| WHAT TO WORK ON |
The entries below should be output exactly as written.

| WORKING DATA |
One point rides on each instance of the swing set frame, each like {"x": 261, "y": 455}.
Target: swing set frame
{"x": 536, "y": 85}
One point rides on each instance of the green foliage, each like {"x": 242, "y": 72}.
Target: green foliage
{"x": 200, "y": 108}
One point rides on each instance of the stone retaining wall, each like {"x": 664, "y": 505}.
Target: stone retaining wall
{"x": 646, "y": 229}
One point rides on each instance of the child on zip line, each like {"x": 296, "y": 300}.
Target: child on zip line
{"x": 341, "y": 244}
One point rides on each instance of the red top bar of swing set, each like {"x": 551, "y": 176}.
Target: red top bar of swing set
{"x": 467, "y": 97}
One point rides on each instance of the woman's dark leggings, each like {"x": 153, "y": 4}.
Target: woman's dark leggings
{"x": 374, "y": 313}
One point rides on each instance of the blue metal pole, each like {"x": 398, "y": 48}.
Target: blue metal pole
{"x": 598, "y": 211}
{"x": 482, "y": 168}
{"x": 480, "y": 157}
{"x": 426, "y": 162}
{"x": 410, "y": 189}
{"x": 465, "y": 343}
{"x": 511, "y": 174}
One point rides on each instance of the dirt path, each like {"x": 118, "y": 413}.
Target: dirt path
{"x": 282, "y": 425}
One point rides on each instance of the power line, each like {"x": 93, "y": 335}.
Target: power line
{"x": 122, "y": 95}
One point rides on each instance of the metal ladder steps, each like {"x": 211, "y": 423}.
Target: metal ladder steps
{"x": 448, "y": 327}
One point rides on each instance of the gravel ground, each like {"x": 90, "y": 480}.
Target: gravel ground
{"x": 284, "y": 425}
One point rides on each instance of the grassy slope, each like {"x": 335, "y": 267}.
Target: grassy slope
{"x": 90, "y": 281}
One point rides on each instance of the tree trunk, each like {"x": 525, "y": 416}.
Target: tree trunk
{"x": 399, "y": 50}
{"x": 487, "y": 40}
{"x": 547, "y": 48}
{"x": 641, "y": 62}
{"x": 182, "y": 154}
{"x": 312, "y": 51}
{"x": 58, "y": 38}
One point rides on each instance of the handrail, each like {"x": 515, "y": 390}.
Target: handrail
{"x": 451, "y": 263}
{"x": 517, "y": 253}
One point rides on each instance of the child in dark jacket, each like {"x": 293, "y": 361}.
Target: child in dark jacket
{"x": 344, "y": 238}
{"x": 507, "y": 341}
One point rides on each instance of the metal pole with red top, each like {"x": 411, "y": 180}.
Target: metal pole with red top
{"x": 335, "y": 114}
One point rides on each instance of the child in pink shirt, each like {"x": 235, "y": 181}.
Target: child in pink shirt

| OUTPUT OF THE EXERCISE |
One point rides on each instance of the swing set frame, each like {"x": 261, "y": 455}.
Target: swing set frame
{"x": 536, "y": 85}
One point rides on each instance of the green foliage, each like {"x": 242, "y": 72}.
Target: green foliage
{"x": 200, "y": 108}
One point rides on each instance of the stone retaining wall, each like {"x": 664, "y": 505}.
Target: stone retaining wall
{"x": 646, "y": 229}
One point rides on each instance of the child on zip line, each like {"x": 296, "y": 300}.
Target: child on zip line
{"x": 341, "y": 244}
One point rides on each instance of the red top bar of swing set, each like {"x": 551, "y": 176}.
Target: red top bar of swing set
{"x": 467, "y": 97}
One point rides on each instance of the woman's dark leggings, each like {"x": 153, "y": 4}.
Target: woman's dark leggings
{"x": 374, "y": 313}
One point rides on each instance of the blue metal pole, each like {"x": 398, "y": 48}.
Target: blue metal pole
{"x": 598, "y": 211}
{"x": 482, "y": 168}
{"x": 480, "y": 157}
{"x": 426, "y": 162}
{"x": 410, "y": 189}
{"x": 465, "y": 343}
{"x": 511, "y": 174}
One point rides on each instance of the dirt path, each like {"x": 118, "y": 413}.
Target: dirt path
{"x": 282, "y": 425}
One point rides on each instance of the power line, each like {"x": 93, "y": 335}.
Target: power line
{"x": 122, "y": 95}
One point rides on each instance of the metal ladder steps, each like {"x": 211, "y": 423}.
Target: metal ladder steps
{"x": 448, "y": 327}
One point rides on each instance of the gravel ground, each like {"x": 90, "y": 480}.
Target: gravel ground
{"x": 284, "y": 425}
One point rides on each instance of the grassy slope, each like {"x": 335, "y": 267}.
Target: grassy slope
{"x": 90, "y": 281}
One point rides on each instance of the tree trunk, each like {"x": 525, "y": 416}.
Target: tree trunk
{"x": 399, "y": 50}
{"x": 487, "y": 40}
{"x": 547, "y": 48}
{"x": 641, "y": 62}
{"x": 182, "y": 154}
{"x": 312, "y": 51}
{"x": 58, "y": 38}
One point rides on each instance of the handrail, each like {"x": 515, "y": 390}.
Target: handrail
{"x": 451, "y": 263}
{"x": 517, "y": 253}
One point rides on each instance of the child in dark jacket, each like {"x": 293, "y": 361}.
Target: child in dark jacket
{"x": 344, "y": 238}
{"x": 507, "y": 341}
One point rides on each instance of the metal pole with red top, each like {"x": 411, "y": 180}.
Target: metal pole with red top
{"x": 335, "y": 114}
One point rides on each instance of the child in pink shirt, each like {"x": 235, "y": 181}.
Target: child in pink shirt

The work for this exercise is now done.